Objective |
Copy out the listing below word for word, keeping every line in its original order and adding or dropping nothing.

◇ ◇ ◇ ◇

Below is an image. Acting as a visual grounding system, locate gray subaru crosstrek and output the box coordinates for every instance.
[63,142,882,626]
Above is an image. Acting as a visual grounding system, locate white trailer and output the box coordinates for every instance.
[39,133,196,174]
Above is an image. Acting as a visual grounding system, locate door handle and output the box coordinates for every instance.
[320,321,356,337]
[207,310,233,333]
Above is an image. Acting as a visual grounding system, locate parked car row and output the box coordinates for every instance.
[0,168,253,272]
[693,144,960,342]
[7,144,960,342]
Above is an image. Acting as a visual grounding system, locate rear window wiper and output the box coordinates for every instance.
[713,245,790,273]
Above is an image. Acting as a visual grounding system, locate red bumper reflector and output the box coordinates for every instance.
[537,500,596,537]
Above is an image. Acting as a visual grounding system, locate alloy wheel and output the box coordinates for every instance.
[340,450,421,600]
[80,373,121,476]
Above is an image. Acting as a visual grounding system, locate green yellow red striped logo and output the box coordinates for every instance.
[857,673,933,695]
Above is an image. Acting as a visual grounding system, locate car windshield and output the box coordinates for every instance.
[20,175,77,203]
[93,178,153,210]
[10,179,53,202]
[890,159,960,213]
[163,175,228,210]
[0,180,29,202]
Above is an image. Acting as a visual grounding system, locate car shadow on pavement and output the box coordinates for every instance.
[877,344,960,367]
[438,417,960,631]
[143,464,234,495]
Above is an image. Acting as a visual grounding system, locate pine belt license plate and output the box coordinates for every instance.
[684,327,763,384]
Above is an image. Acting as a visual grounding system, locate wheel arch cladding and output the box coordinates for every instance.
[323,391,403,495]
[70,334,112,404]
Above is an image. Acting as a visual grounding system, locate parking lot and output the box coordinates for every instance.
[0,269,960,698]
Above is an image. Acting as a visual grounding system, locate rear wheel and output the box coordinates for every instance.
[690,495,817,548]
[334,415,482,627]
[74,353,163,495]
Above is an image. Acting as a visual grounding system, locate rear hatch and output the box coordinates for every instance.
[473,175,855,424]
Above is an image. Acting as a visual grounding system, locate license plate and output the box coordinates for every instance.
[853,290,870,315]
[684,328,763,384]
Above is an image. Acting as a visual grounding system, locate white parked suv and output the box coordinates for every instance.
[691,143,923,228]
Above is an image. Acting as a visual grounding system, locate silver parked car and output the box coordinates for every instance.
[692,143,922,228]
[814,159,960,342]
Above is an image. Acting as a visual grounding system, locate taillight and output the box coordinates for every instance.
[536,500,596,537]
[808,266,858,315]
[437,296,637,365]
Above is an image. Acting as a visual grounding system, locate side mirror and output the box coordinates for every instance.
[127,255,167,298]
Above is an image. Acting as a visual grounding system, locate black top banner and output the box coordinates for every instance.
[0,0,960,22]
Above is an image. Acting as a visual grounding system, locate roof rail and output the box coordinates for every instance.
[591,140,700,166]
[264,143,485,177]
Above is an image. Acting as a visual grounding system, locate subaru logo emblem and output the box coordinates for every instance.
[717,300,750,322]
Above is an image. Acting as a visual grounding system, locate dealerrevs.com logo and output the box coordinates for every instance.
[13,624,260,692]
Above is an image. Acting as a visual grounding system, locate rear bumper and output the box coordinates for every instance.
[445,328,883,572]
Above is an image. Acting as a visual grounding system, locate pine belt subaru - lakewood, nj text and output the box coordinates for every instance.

◇ ◇ ◇ ◇

Result for this exercise |
Below is an image. Acting as a visual grounding system, locate gray subaru crosstrek and output the box coordinates for every instance.
[63,142,882,626]
Above is an image. Acting as a visual grounding system, locate white trailer and output the box coordinates for every instance.
[39,133,196,174]
Above is an image. Acting as a visual grounding system, locate door handle and output the box coordinates for every instance.
[320,321,356,337]
[207,310,233,333]
Above is an image. Acting as a visual grounding system, locate parked car row and output the box coordinates for every instance.
[0,168,253,272]
[693,144,960,342]
[7,144,960,342]
Above is an image. Acting as a visual grounding system, locate rear window wiper and output the box coordinates for every instance.
[713,245,790,273]
Above is an image. Acting as a visual grounding system, locate red bumper reflector and output the box coordinates for every instance.
[537,500,596,537]
Above is an image. Acting as a visual grounding system, locate alloy wheel and output the box coordinates for every instance.
[340,450,421,600]
[80,373,121,476]
Above is an image. Acting as a visual grounding system, locate green yellow red striped logo and output the box coordinates for every instance.
[857,673,933,695]
Above is an image. Acting as a visual grounding system, locate car windshield and output the box coordinates for every instance.
[20,175,77,203]
[93,178,153,210]
[10,179,53,202]
[890,159,960,213]
[163,175,228,210]
[0,180,29,202]
Above is an image. Acting as a visual grounding system, locate car shadow on pavement and output the box coordinates for every instance.
[877,344,960,367]
[438,417,960,631]
[143,464,234,495]
Above is an image. Acting as a visual grounding system, locate pine belt license plate and output the box coordinates for every instance.
[684,327,763,384]
Above is an image. Acting as a visual grounding system, locate wheel arch cladding and output the box coordinates for every instance.
[323,391,403,495]
[70,334,112,404]
Above is an image. Acting as a visual grounding system, locate parking lot and output the box coordinates for every instance.
[0,269,960,698]
Above is an image. Acting as a visual grounding system, locate rear wheel and output the box coordinates for every instance.
[690,495,817,548]
[334,415,482,627]
[74,353,163,495]
Above is an image. Acting as a visual grounding system, locate rear hatch and output the box coordinates for every instance.
[473,175,855,424]
Above is an image. Acting as a visual grounding system, locate license plate and output the box coordinates for every instance.
[853,290,870,315]
[684,328,763,384]
Above is an image. Acting as a visual grounding system, locate white parked suv and output the box coordinates for every instance.
[691,143,923,228]
Above is an image. Acting as a visual grounding system, locate silver parked car and output the box coordinates for every instance.
[692,143,922,228]
[814,159,960,342]
Above is an image. Acting as a visual grounding system, locate taillight and output the box coordinates for every instance.
[536,500,596,537]
[808,266,858,315]
[437,296,637,365]
Above is an image. Acting as a visual grounding system, locate side mirror and output the box coordinates for every instance.
[127,255,167,298]
Above is an image. Acting as a visual grounding system, locate black top banner and output the box coordinates for every instance.
[0,0,960,22]
Above is an image. Acting as a visual grounding system, locate roof rail and output the box coordinates for every instance.
[591,140,700,166]
[264,143,485,177]
Above is an image. Acting as a visual grounding system, locate subaru logo emblem and output the box coordinates for every instance.
[717,300,750,322]
Above is an image. Acting as a visual grounding system, locate dealerrevs.com logo and output the box coordinates for every instance.
[13,624,260,692]
Above is an image. Acting as a visual grounding system, locate rear bumper and output the box coordinates for every instance.
[445,328,883,572]
Above is an image. Acting as a visual grounding system, locate pine belt subaru - lakewood, nj text and output the box coordinates for every instance.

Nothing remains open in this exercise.